What is required
Lay out as a numbered list, omitting blank lines, the lines of data starting with the line that contains "query | substitute player" and going on through the line that contains "action | put a dot on each instance of the substitute".

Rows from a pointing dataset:
—————
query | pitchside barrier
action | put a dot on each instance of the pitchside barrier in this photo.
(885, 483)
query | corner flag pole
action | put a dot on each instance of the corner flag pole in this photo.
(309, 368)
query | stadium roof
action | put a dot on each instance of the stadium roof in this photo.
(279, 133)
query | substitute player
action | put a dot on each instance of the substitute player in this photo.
—————
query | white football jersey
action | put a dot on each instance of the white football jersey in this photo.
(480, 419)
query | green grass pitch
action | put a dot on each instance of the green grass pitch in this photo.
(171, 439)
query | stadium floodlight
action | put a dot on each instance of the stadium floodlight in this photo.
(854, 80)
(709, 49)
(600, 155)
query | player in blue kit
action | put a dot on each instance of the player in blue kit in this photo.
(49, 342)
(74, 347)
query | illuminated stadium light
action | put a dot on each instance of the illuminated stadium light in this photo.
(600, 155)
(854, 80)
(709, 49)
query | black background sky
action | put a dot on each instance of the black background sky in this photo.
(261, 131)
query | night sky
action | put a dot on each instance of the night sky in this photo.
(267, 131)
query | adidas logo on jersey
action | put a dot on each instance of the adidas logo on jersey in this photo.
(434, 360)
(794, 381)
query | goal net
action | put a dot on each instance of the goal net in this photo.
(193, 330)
—————
Full solution
1. query | substitute player
2. action | put a dot on each instance of the substitute player in this photo.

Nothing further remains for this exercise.